REQUIREMENT 1: In the article on the Mayweather–De La Hoya card, how much more than the usual $45.00 were pay per view buyers charged?
REQUIREMENT 2: Quote the Mayweather–De La Hoya article word for word, starting with "The strange thing" and going on through "opted not to.".
REQUIREMENT 3: Extend the article on the Mayweather–De La Hoya card past its final sentence.

GIVEN TEXT start

Boxing


Mayweather/De La Hoya: Boxing Blows It Again

mayweather07.05.07 - By Matthew Hurley: In spite of the fact that the De La Hoya – Mayweather bout turned out to be a pretty good scrap that left even marginal boxing fans happy, the card itself begged the question, “why does boxing keep shooting itself in the gut?” This was an event that could have been used to showcase tons of new up-and-coming prospects on the under card. Instead pay per view buyers were cheated. Only two bouts, the rousing Rey Bautista – Sergio Medina junior featherweight fight and the pedestrian featherweight bout between Rocky Juarez and Jose Hernandez were offered to the buying public. On top of that small sundae, pay per view buyers were demanded upon to pony up ten dollars more than the usual $45.00. So you paid more and got less.

The strange thing is that the card was promoted by Golden Boy Promotions. Oscar and his company has a herd of terrific young prospects in their stable and instead of marching them out in front of the world’s stage, a stage boxing hasn’t had in quite some time, they opted not to.

GIVEN TEXT end
ENTRIES SHOWN start

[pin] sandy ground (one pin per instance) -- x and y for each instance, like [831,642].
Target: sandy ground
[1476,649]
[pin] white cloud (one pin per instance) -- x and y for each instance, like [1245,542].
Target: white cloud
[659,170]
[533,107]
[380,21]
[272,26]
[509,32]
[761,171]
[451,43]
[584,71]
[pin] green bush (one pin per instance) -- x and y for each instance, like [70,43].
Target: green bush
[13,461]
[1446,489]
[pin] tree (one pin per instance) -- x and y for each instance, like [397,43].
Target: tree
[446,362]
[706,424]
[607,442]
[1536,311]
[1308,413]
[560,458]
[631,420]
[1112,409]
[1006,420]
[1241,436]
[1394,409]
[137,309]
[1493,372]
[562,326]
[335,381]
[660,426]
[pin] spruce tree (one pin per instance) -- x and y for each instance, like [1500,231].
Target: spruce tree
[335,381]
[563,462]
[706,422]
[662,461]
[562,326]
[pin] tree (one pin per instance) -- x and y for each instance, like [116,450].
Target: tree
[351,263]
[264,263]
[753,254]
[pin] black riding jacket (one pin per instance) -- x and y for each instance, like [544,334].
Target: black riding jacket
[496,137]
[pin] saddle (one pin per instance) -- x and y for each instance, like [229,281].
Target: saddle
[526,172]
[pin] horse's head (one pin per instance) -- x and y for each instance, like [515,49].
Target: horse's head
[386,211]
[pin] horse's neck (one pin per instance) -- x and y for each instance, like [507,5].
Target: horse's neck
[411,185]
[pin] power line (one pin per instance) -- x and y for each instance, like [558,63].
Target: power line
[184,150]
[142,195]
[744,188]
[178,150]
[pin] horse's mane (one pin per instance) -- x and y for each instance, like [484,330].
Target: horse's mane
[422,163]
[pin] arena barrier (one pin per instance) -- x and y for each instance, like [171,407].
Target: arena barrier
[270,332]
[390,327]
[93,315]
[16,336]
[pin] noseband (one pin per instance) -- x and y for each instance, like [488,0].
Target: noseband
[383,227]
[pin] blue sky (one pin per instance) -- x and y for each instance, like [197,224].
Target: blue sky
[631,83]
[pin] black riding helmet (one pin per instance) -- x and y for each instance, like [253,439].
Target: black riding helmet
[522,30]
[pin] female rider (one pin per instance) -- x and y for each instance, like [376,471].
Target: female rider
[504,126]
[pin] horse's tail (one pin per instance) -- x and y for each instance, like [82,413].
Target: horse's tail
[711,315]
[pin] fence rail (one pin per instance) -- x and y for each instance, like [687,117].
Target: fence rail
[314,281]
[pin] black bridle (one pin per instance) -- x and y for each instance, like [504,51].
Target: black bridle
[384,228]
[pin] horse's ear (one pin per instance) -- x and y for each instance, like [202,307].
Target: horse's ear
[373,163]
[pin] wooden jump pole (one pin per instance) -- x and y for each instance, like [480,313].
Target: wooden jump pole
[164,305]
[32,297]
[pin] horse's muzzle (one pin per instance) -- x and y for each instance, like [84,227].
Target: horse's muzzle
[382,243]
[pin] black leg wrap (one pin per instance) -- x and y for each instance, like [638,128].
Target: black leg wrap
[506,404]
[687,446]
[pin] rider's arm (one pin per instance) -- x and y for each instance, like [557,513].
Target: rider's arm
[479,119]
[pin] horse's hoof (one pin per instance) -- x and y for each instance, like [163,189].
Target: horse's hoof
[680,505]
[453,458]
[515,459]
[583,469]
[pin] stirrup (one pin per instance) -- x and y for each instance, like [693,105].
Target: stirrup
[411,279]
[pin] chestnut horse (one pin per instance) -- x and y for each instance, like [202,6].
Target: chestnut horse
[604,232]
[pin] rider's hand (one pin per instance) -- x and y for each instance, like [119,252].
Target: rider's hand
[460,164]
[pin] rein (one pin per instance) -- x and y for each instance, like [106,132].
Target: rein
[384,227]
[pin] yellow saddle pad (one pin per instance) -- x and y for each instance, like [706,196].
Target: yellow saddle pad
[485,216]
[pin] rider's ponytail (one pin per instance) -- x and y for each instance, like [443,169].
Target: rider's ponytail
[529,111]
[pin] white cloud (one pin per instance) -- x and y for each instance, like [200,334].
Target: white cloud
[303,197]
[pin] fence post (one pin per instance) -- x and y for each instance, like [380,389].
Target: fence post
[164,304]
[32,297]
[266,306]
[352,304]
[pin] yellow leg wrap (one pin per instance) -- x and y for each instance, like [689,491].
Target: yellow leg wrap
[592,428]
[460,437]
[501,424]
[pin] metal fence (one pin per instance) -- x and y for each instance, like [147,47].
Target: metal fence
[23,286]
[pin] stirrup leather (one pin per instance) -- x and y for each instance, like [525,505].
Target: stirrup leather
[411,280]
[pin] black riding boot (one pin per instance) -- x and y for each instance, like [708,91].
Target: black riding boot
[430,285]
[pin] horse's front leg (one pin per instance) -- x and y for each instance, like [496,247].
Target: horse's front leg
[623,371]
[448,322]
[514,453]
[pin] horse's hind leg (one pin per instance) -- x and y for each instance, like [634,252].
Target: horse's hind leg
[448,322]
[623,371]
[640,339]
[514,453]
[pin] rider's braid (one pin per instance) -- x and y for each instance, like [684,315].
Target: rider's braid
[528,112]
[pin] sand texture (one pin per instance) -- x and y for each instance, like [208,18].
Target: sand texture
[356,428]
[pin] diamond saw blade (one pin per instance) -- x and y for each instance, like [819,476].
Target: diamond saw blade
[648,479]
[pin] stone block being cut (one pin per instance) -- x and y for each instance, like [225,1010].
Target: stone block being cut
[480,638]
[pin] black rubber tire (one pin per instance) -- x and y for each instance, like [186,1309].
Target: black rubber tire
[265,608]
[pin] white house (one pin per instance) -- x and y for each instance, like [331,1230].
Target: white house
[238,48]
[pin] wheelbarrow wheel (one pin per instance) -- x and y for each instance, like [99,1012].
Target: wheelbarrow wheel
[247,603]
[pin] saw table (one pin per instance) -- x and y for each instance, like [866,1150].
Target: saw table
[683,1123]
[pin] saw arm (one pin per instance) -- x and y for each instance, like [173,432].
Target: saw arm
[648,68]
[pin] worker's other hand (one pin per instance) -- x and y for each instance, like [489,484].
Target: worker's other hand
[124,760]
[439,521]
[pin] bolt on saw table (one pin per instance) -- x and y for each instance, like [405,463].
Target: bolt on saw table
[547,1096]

ENTRIES SHOWN end

EXERCISE RESULT 1: Ten dollars more.

EXERCISE RESULT 2:
The strange thing is that the card was promoted by Golden Boy Promotions. Oscar and his company has a herd of terrific young prospects in their stable and instead of marching them out in front of the world’s stage, a stage boxing hasn’t had in quite some time, they opted not to.

EXERCISE RESULT 3:
Why? If Oscar is so keen on promoting the sport, why not use this opportunity to really grab the public by the balls and show them why boxing is still a viable mainstream sport. And it was on Cinco De Mayo to boot!

A lot was made of the idea that this fight would make or break boxing in the mainstream media. For whatever reason, sports analysts who cover multiple sports give no credence to the fact that while boxing may not be as popular in American culture as it once was it is still hugely popular within the Mexican and Puerto Rican populous, and overseas. Joe Calzaghe’s last fight against Peter Manfredo sold out a thirty thousand seat arena. A pretty good Irish fighter like John Duddy can still sell thousands of tickets at Madison Square Garden. Local fights in my neck of the woods, Boston, always gather terrific crowds of loyal fight fans. But if there isn’t a big fight every few months, or there isn’t a De La Hoya or a Mike Tyson to dominate sports headlines, the sport is either dead or fringe.

But those who run boxing, from promoters like Golden Boy Promotions to cable networks like HBO, which has consistently dropped the ball in recent years, are as much to blame. Constant mismatches and too many unworthy pay per views have weeded out the casual fan.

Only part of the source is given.